◆ Extrait du document

******

Les résultats d'une seule étude conduisent parfois à changer les pratiques. En témoigne la présentation de l'essai CHAARTED (chemohormonal therapy versus androgen ablation randomized trial for extensive disease in prostate cancer) lors de l’ASCO 2014 (American Society of Clinical Oncology).
Pour autant, des données même très positives n’épuisent pas les controverses. Les Dr Yann-Alexandre Vano (oncologue médical, Hôpital européen Georges-Pompidou, Paris) et le Pr Marc-Olivier Timsit (urologue, Hôpital Georges-Pompidou, Paris) se sont ainsi livré à une passionnante joute verbale autour de l’intérêt ou non d’associer une chimiothérapie à une castration chez des patients jeunes porteurs d’un cancer métastasé dès le diagnostic et hormononaïfs.
Jusqu’en juin 2014, quelle était la stratégie thérapeutique appliquée dans ce groupe de patients ? Une hormonothérapie était d’abord prescrite, suivie dans un second temps par une chimiothérapie en cas d’échappement thérapeutique. Cette pratique est désormais remise en cause par les conclusions de l’essai CHAARTED, un essai de phase III randomisé présenté en juin dernier.

******

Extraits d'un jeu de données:
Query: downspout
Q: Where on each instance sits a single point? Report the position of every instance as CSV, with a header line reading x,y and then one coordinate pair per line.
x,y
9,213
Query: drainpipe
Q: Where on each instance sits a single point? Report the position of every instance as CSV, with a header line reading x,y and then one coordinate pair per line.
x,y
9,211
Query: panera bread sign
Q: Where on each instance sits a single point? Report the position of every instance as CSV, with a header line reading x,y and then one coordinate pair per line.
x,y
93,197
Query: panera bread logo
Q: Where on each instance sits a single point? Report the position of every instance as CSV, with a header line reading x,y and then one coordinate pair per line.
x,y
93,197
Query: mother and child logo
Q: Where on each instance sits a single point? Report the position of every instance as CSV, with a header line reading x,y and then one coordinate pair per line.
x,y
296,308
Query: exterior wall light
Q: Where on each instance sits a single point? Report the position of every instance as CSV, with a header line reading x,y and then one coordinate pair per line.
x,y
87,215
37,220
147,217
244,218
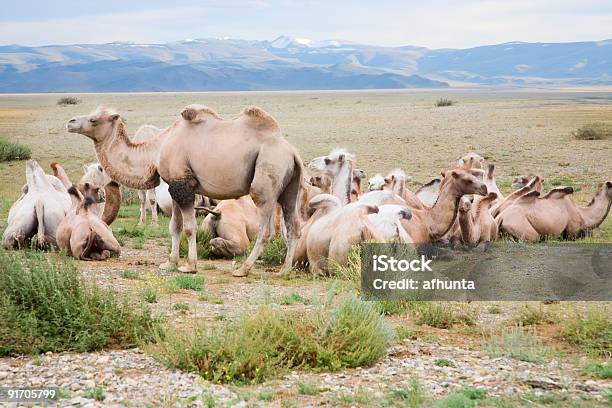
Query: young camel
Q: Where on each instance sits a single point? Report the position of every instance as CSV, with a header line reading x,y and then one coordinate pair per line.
x,y
38,212
202,153
478,228
531,218
428,225
331,236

******

◆ Vos consignes
Recopiez mot pour mot le passage du texte sur l'essai CHAARTED qui va de « Pour autant, des » jusqu'à « diagnostic et hormononaïfs. » inclus.

◆ Espace réponse
Pour autant, des données même très positives n’épuisent pas les controverses. Les Dr Yann-Alexandre Vano (oncologue médical, Hôpital européen Georges-Pompidou, Paris) et le Pr Marc-Olivier Timsit (urologue, Hôpital Georges-Pompidou, Paris) se sont ainsi livré à une passionnante joute verbale autour de l’intérêt ou non d’associer une chimiothérapie à une castration chez des patients jeunes porteurs d’un cancer métastasé dès le diagnostic et hormononaïfs.